§ **Problem statement**
Repeat the entries exactly, keeping every line as it is.

======== Exercise materials

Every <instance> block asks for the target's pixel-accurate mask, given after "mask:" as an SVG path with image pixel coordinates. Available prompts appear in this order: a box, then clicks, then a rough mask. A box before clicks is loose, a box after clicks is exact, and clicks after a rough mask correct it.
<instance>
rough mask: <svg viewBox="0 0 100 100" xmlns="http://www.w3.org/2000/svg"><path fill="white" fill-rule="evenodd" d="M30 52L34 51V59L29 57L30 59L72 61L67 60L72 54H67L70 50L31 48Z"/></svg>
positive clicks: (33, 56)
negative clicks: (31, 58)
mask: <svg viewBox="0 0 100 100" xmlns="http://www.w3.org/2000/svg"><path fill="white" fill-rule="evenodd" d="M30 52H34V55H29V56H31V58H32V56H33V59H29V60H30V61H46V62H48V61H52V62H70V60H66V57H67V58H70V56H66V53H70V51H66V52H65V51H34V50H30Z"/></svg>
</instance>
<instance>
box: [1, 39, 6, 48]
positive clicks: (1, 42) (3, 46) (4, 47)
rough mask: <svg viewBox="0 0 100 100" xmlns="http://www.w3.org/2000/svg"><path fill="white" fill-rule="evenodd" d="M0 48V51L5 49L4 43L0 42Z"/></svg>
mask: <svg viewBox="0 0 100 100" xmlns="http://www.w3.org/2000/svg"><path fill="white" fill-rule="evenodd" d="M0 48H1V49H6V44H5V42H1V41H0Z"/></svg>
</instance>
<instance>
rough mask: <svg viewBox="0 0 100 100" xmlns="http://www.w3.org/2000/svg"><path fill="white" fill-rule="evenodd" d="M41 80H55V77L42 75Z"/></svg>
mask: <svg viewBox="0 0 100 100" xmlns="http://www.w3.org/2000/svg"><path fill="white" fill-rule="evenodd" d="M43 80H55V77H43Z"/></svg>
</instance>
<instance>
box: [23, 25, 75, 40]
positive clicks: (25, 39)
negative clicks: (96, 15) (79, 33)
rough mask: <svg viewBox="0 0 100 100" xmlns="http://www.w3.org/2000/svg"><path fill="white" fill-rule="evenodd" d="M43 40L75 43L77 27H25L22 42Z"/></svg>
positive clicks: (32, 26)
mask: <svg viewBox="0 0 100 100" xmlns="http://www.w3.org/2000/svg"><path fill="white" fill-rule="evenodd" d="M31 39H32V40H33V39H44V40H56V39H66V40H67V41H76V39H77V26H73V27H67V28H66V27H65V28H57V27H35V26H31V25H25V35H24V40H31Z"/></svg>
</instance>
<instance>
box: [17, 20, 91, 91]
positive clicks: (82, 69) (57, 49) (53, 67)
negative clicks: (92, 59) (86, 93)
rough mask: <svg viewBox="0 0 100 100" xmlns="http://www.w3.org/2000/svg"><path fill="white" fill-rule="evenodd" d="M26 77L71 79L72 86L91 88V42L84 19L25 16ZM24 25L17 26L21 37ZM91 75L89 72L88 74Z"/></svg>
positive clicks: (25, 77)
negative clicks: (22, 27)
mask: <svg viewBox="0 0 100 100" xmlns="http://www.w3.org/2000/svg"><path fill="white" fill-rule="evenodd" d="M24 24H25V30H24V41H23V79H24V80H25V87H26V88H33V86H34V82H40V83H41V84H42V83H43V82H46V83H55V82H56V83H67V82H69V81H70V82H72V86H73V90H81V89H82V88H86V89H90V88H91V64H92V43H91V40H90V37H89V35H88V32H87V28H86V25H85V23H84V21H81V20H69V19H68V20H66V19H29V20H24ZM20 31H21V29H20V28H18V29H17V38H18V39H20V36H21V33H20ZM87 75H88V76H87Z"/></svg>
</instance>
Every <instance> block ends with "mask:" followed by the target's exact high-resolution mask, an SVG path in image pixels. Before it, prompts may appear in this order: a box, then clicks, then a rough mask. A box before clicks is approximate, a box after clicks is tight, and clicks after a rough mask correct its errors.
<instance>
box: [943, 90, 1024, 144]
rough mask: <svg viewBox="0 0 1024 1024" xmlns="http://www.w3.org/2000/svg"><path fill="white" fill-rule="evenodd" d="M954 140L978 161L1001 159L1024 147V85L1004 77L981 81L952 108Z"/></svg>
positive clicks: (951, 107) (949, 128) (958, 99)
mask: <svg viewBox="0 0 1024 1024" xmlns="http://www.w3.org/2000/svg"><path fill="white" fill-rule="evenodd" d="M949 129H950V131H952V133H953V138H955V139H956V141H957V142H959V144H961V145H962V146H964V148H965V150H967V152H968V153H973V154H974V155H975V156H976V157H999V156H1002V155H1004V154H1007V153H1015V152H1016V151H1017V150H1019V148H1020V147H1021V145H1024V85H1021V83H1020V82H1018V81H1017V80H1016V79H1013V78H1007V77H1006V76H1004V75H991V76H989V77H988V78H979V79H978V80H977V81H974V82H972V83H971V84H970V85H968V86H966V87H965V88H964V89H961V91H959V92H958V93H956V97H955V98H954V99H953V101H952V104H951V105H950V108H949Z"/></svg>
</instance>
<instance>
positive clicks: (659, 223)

================

§ **Solution below**
Every <instance> block asks for the target's pixel-accurate mask, given after "mask:" as an SVG path with image pixel coordinates. Available prompts appear in this order: a box, then clicks, then a rough mask. A box before clicks is loose, a box after clicks is exact, and clicks after a rough mask correct it.
<instance>
rough mask: <svg viewBox="0 0 100 100" xmlns="http://www.w3.org/2000/svg"><path fill="white" fill-rule="evenodd" d="M30 52L34 51V59L29 57L30 59L72 61L67 60L72 54H67L70 50L31 48Z"/></svg>
positive clicks: (33, 56)
negative clicks: (31, 58)
mask: <svg viewBox="0 0 100 100" xmlns="http://www.w3.org/2000/svg"><path fill="white" fill-rule="evenodd" d="M30 52H34V55H29V56H31V58H32V56H33V59H29V60H30V61H46V62H48V61H52V62H70V60H66V57H67V58H70V56H66V53H70V51H66V52H65V51H34V50H30Z"/></svg>
</instance>
<instance>
box: [1, 39, 6, 48]
positive clicks: (1, 42) (3, 46) (4, 47)
rough mask: <svg viewBox="0 0 100 100" xmlns="http://www.w3.org/2000/svg"><path fill="white" fill-rule="evenodd" d="M0 48V51L5 49L4 43L0 42Z"/></svg>
mask: <svg viewBox="0 0 100 100" xmlns="http://www.w3.org/2000/svg"><path fill="white" fill-rule="evenodd" d="M0 48H1V49H6V44H5V42H1V41H0Z"/></svg>
</instance>
<instance>
rough mask: <svg viewBox="0 0 100 100" xmlns="http://www.w3.org/2000/svg"><path fill="white" fill-rule="evenodd" d="M41 80H55V77L42 75Z"/></svg>
mask: <svg viewBox="0 0 100 100" xmlns="http://www.w3.org/2000/svg"><path fill="white" fill-rule="evenodd" d="M43 80H55V77H43Z"/></svg>
</instance>
<instance>
box: [23, 25, 75, 40]
positive clicks: (25, 39)
negative clicks: (96, 15) (79, 33)
rough mask: <svg viewBox="0 0 100 100" xmlns="http://www.w3.org/2000/svg"><path fill="white" fill-rule="evenodd" d="M43 40L75 43L77 27H25L22 42Z"/></svg>
positive clicks: (32, 26)
mask: <svg viewBox="0 0 100 100" xmlns="http://www.w3.org/2000/svg"><path fill="white" fill-rule="evenodd" d="M31 39H32V40H33V39H44V40H56V39H66V40H67V41H76V39H77V26H73V27H67V28H66V27H65V28H57V27H35V26H31V25H25V35H24V40H31Z"/></svg>
</instance>
<instance>
box: [17, 20, 91, 91]
positive clicks: (82, 69) (57, 49) (53, 67)
negative clicks: (92, 59) (86, 93)
rough mask: <svg viewBox="0 0 100 100" xmlns="http://www.w3.org/2000/svg"><path fill="white" fill-rule="evenodd" d="M26 77L71 79L72 86L91 88V42L84 19L25 16ZM24 25L17 26L21 37ZM91 75L89 72L88 74Z"/></svg>
positive clicks: (25, 77)
negative clicks: (22, 27)
mask: <svg viewBox="0 0 100 100" xmlns="http://www.w3.org/2000/svg"><path fill="white" fill-rule="evenodd" d="M24 24H25V30H24V41H23V79H24V80H25V87H26V88H33V86H34V82H40V83H41V84H42V83H43V82H46V83H55V82H56V83H67V82H69V81H70V82H72V86H73V90H81V89H82V88H86V89H90V88H91V64H92V43H91V40H90V37H89V35H88V32H87V28H86V25H85V23H84V21H81V20H69V19H68V20H66V19H29V20H24ZM20 31H21V29H20V28H18V29H17V38H18V39H20V36H21V33H20ZM87 75H88V76H87Z"/></svg>
</instance>
Every <instance> block ends with "mask:" followed by the target's exact high-resolution mask, an SVG path in image pixels. Before it, prompts may appear in this order: a box, then clicks, then a rough mask. A box before clicks is approximate, a box after clicks is tight, and clicks after a rough mask correct its errors.
<instance>
box: [943, 90, 1024, 144]
rough mask: <svg viewBox="0 0 1024 1024" xmlns="http://www.w3.org/2000/svg"><path fill="white" fill-rule="evenodd" d="M954 140L978 161L1001 159L1024 147V85L1004 77L981 81L952 108Z"/></svg>
positive clicks: (951, 107) (949, 128) (958, 99)
mask: <svg viewBox="0 0 1024 1024" xmlns="http://www.w3.org/2000/svg"><path fill="white" fill-rule="evenodd" d="M949 129H950V131H952V133H953V138H955V139H956V141H957V142H959V144H961V145H962V146H964V148H965V150H967V152H968V153H973V154H974V155H975V156H976V157H999V156H1002V155H1004V154H1007V153H1015V152H1016V151H1017V150H1019V148H1020V147H1021V145H1024V85H1021V83H1020V82H1018V81H1017V80H1016V79H1013V78H1007V77H1006V76H1004V75H991V76H989V77H988V78H979V79H978V80H977V81H974V82H972V83H971V84H970V85H968V86H966V87H965V88H964V89H961V91H959V92H958V93H956V97H955V98H954V99H953V101H952V104H951V105H950V108H949Z"/></svg>
</instance>
<instance>
positive clicks: (659, 223)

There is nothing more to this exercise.